For pulling in younger shoppers by creating a modern twist on layaway
Rare is the person who would see innovation in layaway, the old-school system in which retailers allow shoppers to pay for purchases over time, in small increments. But Nick Molnar is that rare person—and rare in more ways than one.
Molnar’s circuitous path to becoming Australia’s youngest self-made billionaire began in his bedroom, selling jewelry online. He quickly locked in as one of eBay’s top jewelry vendors in the country and maintained the side hustle through college and while working as an investment analyst at private equity firm M.H. Carnegie & Co. When Molnar talked about launching his own jewelry website, his boss told him he didn’t know why he was working there and even offered to hold Molnar’s job for a year, in case his plan didn’t pan out.
Things worked out just fine: Molnar’s Ice Online is now Australia’s largest online-only jewelry retailer. But the serial entrepreneur didn’t stop there. He noticed that many people put items in their online carts but didn’t complete the transactions. So he decided to offer cash-strapped, credit-averse millennials an easy way to follow through on their purchases.

Dataset entries:
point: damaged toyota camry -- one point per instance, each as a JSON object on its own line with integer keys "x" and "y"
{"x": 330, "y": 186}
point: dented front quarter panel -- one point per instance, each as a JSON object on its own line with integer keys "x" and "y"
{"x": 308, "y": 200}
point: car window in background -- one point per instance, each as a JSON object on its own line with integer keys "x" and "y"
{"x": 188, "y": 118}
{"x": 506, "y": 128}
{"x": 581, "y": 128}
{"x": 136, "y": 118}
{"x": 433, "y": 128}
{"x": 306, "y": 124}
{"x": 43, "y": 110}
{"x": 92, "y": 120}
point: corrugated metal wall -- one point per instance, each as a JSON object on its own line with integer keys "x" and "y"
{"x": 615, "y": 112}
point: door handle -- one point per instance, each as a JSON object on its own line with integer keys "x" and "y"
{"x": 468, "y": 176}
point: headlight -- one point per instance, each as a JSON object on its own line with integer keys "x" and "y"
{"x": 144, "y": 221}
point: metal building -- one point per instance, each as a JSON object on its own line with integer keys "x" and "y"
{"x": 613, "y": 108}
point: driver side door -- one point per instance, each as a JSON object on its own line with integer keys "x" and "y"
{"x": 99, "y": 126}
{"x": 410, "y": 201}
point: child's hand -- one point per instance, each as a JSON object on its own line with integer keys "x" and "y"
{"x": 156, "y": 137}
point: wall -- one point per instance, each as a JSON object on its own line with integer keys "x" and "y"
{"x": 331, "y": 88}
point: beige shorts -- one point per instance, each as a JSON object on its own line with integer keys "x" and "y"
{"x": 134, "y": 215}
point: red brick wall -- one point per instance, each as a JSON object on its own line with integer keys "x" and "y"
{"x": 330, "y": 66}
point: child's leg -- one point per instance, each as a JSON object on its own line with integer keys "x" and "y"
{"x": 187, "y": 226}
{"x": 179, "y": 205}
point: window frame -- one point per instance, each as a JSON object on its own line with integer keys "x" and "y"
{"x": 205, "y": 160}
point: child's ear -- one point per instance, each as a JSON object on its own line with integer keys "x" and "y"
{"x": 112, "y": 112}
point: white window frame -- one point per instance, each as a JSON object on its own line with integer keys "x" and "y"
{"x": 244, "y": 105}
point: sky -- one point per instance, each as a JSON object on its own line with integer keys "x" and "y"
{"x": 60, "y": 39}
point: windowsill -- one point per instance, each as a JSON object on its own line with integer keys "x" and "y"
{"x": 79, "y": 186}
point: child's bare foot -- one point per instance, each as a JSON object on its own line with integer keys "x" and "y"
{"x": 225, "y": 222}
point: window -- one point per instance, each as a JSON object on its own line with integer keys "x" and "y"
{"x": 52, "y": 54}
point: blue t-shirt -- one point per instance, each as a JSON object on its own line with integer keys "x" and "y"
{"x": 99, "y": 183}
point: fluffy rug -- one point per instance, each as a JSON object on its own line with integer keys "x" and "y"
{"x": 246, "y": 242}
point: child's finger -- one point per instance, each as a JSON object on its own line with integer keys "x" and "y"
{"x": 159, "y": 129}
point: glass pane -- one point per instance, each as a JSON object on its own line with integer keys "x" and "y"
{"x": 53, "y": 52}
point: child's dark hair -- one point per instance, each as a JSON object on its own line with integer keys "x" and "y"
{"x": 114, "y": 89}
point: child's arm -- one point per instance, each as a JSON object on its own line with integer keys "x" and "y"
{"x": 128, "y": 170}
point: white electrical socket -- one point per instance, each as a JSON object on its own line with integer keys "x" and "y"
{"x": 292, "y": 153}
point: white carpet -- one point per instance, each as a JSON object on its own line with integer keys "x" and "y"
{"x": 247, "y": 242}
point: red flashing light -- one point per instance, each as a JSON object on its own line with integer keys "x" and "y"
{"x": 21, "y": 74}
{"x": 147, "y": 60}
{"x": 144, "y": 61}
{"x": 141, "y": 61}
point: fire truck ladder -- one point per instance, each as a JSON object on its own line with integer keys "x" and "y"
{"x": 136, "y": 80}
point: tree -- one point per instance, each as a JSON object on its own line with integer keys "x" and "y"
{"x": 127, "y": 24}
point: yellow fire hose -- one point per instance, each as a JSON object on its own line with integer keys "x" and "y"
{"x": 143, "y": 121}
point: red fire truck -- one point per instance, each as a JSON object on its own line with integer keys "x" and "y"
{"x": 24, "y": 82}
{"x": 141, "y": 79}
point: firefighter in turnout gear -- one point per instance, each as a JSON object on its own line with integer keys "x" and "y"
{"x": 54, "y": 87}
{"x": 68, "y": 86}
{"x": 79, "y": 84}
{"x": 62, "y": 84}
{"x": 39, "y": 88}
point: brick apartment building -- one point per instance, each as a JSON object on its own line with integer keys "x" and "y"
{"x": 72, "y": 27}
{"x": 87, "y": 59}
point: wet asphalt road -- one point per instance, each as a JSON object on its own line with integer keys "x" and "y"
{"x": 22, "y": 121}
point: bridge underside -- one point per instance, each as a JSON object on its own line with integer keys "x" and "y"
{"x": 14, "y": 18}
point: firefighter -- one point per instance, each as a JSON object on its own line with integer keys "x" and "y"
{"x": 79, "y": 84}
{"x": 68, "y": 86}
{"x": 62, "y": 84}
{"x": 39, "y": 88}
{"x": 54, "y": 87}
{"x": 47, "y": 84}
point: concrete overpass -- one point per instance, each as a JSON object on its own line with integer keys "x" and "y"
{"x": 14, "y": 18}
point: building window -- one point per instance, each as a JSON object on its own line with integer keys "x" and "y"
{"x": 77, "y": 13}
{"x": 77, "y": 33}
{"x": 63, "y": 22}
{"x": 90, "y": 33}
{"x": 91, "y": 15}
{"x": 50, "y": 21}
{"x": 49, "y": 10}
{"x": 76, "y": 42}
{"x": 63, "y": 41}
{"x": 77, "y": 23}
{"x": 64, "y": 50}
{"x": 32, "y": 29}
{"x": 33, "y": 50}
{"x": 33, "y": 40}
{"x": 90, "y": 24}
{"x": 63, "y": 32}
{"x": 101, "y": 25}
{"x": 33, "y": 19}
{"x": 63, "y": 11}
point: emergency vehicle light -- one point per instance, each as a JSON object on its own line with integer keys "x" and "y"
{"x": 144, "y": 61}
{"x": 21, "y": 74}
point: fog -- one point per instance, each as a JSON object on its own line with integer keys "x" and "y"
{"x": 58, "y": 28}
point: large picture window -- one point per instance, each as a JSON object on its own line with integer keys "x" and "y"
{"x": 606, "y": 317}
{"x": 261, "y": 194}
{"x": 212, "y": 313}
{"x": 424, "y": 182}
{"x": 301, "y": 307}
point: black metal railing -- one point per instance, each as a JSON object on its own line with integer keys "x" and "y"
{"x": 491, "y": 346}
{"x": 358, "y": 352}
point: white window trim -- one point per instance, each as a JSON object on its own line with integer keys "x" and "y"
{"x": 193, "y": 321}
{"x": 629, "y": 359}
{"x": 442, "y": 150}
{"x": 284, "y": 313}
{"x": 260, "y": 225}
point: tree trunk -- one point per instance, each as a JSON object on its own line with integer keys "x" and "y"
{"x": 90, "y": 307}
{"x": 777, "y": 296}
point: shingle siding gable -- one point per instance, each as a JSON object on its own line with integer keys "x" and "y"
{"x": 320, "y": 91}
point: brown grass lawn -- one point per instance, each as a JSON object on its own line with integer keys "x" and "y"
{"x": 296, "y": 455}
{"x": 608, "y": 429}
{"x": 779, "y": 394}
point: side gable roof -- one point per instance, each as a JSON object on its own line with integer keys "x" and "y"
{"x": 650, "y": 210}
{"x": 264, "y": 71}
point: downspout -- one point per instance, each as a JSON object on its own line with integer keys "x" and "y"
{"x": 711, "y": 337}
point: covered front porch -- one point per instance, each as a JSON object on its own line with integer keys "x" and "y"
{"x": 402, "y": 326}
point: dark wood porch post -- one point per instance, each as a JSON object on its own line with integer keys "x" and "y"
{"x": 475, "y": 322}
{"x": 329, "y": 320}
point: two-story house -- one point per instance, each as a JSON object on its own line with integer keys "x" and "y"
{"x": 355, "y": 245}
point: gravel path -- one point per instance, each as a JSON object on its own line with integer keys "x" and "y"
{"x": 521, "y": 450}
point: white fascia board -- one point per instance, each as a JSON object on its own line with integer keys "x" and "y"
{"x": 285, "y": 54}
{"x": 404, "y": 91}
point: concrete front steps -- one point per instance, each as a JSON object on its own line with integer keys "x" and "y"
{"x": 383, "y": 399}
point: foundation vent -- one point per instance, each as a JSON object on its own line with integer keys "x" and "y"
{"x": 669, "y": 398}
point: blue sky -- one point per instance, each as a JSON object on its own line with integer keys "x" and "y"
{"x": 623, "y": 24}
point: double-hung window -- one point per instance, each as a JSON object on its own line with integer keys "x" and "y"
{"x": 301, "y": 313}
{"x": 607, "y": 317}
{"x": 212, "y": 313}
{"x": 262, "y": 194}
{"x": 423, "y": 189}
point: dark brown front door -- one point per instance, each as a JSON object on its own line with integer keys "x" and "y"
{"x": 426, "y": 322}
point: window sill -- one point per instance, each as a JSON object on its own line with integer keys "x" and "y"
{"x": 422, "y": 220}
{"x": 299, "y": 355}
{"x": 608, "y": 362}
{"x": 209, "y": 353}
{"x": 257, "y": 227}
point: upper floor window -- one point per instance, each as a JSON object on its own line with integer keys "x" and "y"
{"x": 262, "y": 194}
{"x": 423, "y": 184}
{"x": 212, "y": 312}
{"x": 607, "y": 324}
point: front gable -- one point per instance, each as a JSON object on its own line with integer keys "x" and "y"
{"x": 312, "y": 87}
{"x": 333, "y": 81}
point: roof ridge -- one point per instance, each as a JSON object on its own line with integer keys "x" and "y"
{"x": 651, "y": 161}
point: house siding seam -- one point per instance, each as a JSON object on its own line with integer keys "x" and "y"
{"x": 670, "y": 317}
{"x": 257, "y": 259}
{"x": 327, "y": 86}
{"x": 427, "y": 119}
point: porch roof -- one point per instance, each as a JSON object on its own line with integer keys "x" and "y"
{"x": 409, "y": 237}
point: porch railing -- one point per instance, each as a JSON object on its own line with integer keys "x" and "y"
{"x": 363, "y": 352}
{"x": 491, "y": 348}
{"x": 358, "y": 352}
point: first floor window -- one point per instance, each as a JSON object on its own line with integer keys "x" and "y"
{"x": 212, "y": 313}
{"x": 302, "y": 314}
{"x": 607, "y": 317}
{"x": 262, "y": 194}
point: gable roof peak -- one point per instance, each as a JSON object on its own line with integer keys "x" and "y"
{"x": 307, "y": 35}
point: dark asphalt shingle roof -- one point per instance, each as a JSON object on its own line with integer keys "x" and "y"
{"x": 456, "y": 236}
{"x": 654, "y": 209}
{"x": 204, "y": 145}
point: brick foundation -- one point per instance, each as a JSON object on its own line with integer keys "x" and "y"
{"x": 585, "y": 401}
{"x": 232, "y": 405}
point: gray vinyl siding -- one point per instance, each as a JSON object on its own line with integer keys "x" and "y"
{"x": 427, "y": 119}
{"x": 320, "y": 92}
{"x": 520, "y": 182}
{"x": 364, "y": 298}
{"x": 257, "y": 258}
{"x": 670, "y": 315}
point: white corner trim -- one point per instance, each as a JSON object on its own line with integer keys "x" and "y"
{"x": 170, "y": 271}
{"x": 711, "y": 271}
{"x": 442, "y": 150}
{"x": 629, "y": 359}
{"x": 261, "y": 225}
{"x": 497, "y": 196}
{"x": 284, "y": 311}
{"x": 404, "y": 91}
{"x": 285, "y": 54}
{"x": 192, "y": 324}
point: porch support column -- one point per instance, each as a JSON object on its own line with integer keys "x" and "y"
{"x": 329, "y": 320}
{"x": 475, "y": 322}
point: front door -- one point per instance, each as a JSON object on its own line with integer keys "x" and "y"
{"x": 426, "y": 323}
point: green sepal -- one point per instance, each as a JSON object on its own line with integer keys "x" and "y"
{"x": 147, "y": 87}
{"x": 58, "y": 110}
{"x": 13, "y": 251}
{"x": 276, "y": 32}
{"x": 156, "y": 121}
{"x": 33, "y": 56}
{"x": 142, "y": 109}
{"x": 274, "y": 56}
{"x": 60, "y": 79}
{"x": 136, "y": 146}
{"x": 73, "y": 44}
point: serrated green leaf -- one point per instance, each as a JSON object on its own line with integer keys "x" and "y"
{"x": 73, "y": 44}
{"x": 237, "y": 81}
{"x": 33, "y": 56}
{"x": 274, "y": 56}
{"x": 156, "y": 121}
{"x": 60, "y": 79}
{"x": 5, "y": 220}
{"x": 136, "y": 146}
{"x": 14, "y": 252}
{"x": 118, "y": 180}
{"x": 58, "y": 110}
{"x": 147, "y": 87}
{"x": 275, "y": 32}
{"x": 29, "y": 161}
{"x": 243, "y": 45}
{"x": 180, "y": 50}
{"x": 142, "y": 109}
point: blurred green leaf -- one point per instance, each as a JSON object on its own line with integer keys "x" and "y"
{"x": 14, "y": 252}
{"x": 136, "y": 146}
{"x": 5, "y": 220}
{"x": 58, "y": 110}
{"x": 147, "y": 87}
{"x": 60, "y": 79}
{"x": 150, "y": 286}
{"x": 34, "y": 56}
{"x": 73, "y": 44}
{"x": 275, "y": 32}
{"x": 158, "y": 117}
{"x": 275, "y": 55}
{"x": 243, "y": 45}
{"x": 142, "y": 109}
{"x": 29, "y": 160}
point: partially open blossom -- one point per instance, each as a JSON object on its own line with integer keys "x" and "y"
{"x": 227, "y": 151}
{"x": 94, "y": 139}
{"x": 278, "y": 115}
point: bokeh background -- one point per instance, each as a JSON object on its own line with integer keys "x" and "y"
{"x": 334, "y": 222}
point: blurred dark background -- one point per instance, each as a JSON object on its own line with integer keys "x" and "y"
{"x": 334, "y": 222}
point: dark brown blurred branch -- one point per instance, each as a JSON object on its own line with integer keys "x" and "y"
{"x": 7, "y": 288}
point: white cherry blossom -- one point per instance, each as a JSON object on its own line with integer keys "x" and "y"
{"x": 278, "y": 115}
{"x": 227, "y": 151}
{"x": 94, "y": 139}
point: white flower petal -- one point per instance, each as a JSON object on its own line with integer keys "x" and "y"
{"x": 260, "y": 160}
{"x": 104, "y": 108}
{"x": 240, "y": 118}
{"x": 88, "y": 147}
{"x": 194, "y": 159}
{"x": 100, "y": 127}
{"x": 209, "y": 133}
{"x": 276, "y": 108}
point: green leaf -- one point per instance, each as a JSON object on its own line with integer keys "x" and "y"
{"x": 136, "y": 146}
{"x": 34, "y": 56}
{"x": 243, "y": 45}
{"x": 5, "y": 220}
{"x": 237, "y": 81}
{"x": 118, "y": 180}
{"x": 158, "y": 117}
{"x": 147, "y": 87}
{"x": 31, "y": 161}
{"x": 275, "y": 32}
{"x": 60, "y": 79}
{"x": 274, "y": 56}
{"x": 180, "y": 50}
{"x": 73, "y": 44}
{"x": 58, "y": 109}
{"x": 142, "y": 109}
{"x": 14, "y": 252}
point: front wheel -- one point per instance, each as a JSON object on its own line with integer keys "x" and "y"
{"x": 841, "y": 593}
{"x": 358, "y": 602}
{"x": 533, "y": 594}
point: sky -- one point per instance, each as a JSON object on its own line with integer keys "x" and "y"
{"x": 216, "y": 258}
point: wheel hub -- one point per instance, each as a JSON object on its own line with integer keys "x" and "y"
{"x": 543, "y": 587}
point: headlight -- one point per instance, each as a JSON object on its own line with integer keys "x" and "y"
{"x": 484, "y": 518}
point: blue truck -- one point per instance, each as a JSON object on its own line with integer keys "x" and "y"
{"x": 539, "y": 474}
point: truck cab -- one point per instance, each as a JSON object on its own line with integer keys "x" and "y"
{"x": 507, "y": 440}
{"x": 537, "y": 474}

◆ **Required work**:
**a)** According to the profile of Nick Molnar, what is Ice Online now?
**b)** Continue the profile of Nick Molnar from where it stops.

◆ **Exercise responses**:
**a)** Australia's largest online-only jewelry retailer.

**b)**
In 2014, just two years after leaving his finance job, Molnar co-founded Afterpay, launching what would become the buy-now-pay-later trend known as BNPL. Users pay one-quarter of the purchase cost upfront and the remainder over three biweekly, interest-free payments. Afterpay’s revenue comes from late fees and merchant commissions.
Since going public in 2016, Afterpay has expanded into North America and Europe, with more than 100,000 merchants globally now using the service. In November, the company unveiled a concept store, Edit Collection, infused with tech: interactive changing room mirrors, gesture-controlled screens, and Bluetooth chips on individual garments to capture real-time data on the most-tried and most-sold pieces. The pandemic-fueled e-commerce craze saw Afterpay’s stock price jump 1,300 percent, launching Molnar into a new bracket of personal wealth.
"I have had the most fortunate life and so much luck," Molnar told the Daily Mail. "But at the same time, I get punched in the guts every single day, and it is all of my failures which I turned into opportunities, which in hindsight taught me the skills I needed to build Afterpay."
This year, Jack Dorsey’s Block (formerly Square) acquired Afterpay for US$29 billion—the largest sale in Australian corporate history. Yet as is his wont, Molnar isn’t letting up. Now he’s taking the BNPL phenom into IRL shopping: extending Afterpay to more brick-and-mortar merchants.